Re: [PATCH v2] workqueue: Warn flush attempt using system-wide workqueues

Posted by Tejun Heo 4 years, 4 months ago

On Thu, Feb 17, 2022 at 08:22:30PM +0900, Tetsuo Handa wrote:
> @@ -335,6 +335,18 @@ enum {
>  	 */
>  	WQ_POWER_EFFICIENT	= 1 << 7,
>  
> +	/*
> +	 * Since flush operation synchronously waits for completion, flushing
> +	 * system-wide workqueues (e.g. system_wq) or a work on a system-wide
> +	 * workqueue might introduce possibility of deadlock due to unexpected
> +	 * locking dependency.
> +	 *
> +	 * This flag emits warning if flush operation is attempted. Don't set
> +	 * this flag on user-defined workqueues, for destroy_workqueue() will
> +	 * involve flush operation.
> +	 */
> +	WQ_WARN_FLUSH_ATTEMPT   = 1 << 8,

Maybe just __WQ_NO_FLUSH?

>  	__WQ_DRAINING		= 1 << 16, /* internal: workqueue is draining */
>  	__WQ_ORDERED		= 1 << 17, /* internal: workqueue is ordered */
>  	__WQ_LEGACY		= 1 << 18, /* internal: create*_workqueue() */
...
> +static void warn_flush_attempt(struct workqueue_struct *wq)
> +{
> +	static DEFINE_RATELIMIT_STATE(flush_warn_rs, 600 * HZ, 1);
> +
> +
> +	/* Use ratelimit for now in order not to flood warning messages. */
> +	ratelimit_set_flags(&flush_warn_rs, RATELIMIT_MSG_ON_RELEASE);
> +	if (!__ratelimit(&flush_warn_rs))

⁂

▶ Set problem 1
In the workqueue patch reply, what flag name does the reply suggest in place of WQ_WARN_FLUSH_ATTEMPT?
▶ Set problem 2
Pick up the workqueue patch thread after its last line and continue it.

▶ Listed records

⁂

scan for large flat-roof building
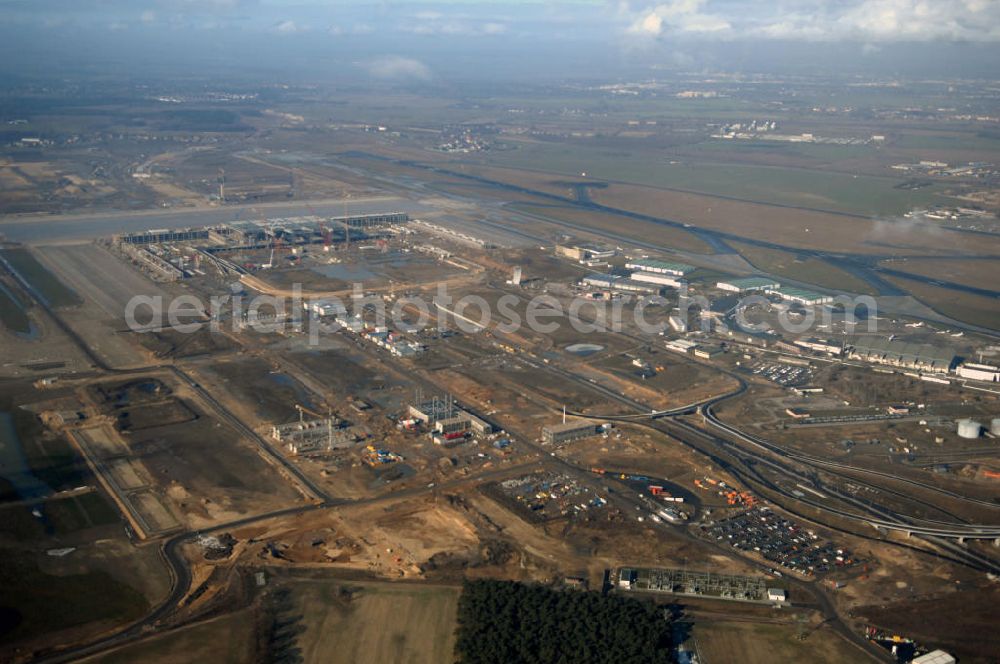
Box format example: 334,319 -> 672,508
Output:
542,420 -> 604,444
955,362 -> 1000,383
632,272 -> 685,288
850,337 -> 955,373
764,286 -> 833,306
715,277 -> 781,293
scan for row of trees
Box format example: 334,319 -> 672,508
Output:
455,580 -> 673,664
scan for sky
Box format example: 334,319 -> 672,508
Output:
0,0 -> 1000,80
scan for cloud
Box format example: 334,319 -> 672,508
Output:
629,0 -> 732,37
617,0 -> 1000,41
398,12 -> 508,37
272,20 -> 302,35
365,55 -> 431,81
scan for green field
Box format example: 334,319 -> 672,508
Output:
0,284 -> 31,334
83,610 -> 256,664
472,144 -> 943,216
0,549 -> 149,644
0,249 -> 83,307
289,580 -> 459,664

⁂

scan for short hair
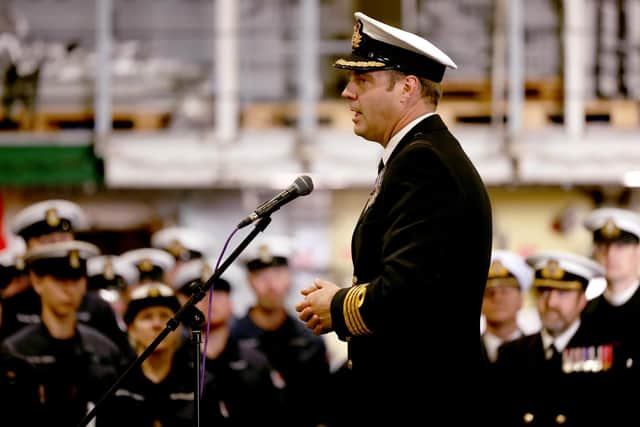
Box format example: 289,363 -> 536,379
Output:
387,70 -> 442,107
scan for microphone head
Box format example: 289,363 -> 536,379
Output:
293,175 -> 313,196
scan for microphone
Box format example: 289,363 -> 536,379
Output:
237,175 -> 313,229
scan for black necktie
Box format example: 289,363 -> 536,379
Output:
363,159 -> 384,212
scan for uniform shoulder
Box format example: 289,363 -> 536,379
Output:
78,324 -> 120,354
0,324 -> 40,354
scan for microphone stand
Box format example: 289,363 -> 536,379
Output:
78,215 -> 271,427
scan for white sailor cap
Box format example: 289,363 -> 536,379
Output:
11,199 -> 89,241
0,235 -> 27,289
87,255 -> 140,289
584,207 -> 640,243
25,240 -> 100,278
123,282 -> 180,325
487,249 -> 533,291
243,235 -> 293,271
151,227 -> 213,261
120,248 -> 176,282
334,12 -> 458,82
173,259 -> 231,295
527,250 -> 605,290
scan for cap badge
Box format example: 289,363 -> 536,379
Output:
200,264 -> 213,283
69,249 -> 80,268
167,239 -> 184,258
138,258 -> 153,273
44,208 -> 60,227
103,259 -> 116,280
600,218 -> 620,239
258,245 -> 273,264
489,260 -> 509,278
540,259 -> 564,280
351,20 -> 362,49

⁂

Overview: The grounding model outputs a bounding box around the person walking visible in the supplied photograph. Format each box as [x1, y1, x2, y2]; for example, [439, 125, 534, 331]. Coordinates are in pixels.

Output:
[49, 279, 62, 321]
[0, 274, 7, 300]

⁂

▶ Written answer 1
__WQ_NO_FLUSH

▶ Written answer 2
> +		return;

If you're worried about spamming console while conversion is in progress, we
can just print the immediate (and maybe one more) caller with %pf and
__builtin_return_address() so that it only prints out one line.

Thanks.

-- 
tejun

Re: [PATCH v2] workqueue: Warn flush attempt using system-wide workqueues

Posted by Marek Szyprowski 4 years, 4 months ago

Hi All,

On 17.02.2022 12:22, Tetsuo Handa wrote:
> syzbot found a circular locking dependency which is caused by flushing
> system_long_wq WQ [1]. Tejun Heo commented that it makes no sense at all
> to call flush_workqueue() on the shared workqueues as the caller has no
> idea what it's gonna end up waiting for.
>
> Although there is flush_scheduled_work() which flushes system_wq WQ with
> "Think twice before calling this function! It's very easy to get into
> trouble if you don't take great care." warning message, it will be too
> difficult to guarantee that all users safely flush system-wide WQs.
>
> Therefore, let's change the direction to that developers had better use
> their own WQs if flushing is inevitable. To give developers time to update
> their modules, for now just emit a warning message when flush_workqueue()
> or flush_work() is called on system-wide WQs. We will eventually convert
> this warning message into WARN_ON() and kill flush_scheduled_work().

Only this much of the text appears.